**EXERCISE GOAL**
Every line of the material below is to be printed again exactly.

**PROVIDED DATA**
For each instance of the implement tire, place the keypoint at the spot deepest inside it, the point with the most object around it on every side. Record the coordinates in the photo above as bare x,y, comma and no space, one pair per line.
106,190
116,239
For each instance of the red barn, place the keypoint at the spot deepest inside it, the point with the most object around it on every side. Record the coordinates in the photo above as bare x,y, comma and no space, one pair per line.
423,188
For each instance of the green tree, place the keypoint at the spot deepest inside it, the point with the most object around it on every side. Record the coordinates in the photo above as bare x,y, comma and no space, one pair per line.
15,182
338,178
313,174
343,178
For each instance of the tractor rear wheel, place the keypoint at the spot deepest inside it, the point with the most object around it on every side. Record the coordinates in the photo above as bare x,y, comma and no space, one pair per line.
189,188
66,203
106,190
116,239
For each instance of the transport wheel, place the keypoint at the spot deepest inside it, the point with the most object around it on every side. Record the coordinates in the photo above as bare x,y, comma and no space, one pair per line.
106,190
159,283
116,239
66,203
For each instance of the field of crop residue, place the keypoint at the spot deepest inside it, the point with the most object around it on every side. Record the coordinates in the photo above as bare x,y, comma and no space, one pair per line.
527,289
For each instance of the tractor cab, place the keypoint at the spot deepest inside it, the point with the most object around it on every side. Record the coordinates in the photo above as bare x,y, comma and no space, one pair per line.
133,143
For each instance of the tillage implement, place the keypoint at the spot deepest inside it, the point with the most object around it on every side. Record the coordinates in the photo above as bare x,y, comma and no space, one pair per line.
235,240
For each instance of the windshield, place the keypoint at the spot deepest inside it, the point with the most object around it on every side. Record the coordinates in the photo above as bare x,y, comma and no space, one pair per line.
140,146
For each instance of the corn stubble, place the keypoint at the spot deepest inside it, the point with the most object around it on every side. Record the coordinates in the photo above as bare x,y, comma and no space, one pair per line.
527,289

**SOLUTION**
For each instance of the implement tire, place the keypoint at the spot deepest inside it, the point with the most object around it on every side. Record the coordinates in the photo above as bare x,y, comma and no space, one pair per line.
106,190
116,239
For each instance of the red barn, place the keypoint at the spot deepest inside it, the point with the most object around it on every side. Record the coordinates in the photo above as bare x,y, comma and no space, one pair per line.
423,188
For each instance of the green tree, place the keypoint at the spot deepest inside it, the point with the most object around it on every side. Record the coordinates in the photo above as bare x,y, comma and no space, one pair per line.
15,182
338,178
313,174
343,178
For each instance of the tractor rear wheel, place the keypoint at the spot deepest inside it, the point with the most object around it on every side. Record the coordinates in the photo above as bare x,y, comma and no space, one pair per line.
189,188
66,203
106,190
116,239
For each instance of the transport wheel, place the keypoint at the spot deepest inside it, the point with the most object around it on every side. Record the coordinates in the photo above as bare x,y, comma and no space, one pair per line.
106,190
159,283
116,239
66,203
For each instance of the field of crop residue, place the keypoint at the spot deepest inside it, the point with the most object around it on every side. Record the coordinates in the photo above as bare x,y, comma and no space, one pair per line.
527,289
For each instance of the tractor cab, place the keypoint at the spot deepest inside it, the point with the most object around it on every side. Record the coordinates in the photo above as bare x,y, comma and no space, one pair per line.
133,143
For each instance of the tillage implement, place the keypoint at the spot deepest inside it, the point with the most object around it on every side. Record the coordinates in the photo above as bare x,y, comma and no space, one pair per line.
235,240
For each instance of the windshield, place the keypoint at the spot deepest inside it, the point with the most object around it on every side. Record the coordinates in the photo above as bare x,y, comma and no space, one pair per line.
140,146
For each instance of the corn stubble, place the keypoint at the spot deepest inside it, the point with the most object around it on every side. Record the coordinates in the photo above as bare x,y, comma and no space, one pair per line.
527,289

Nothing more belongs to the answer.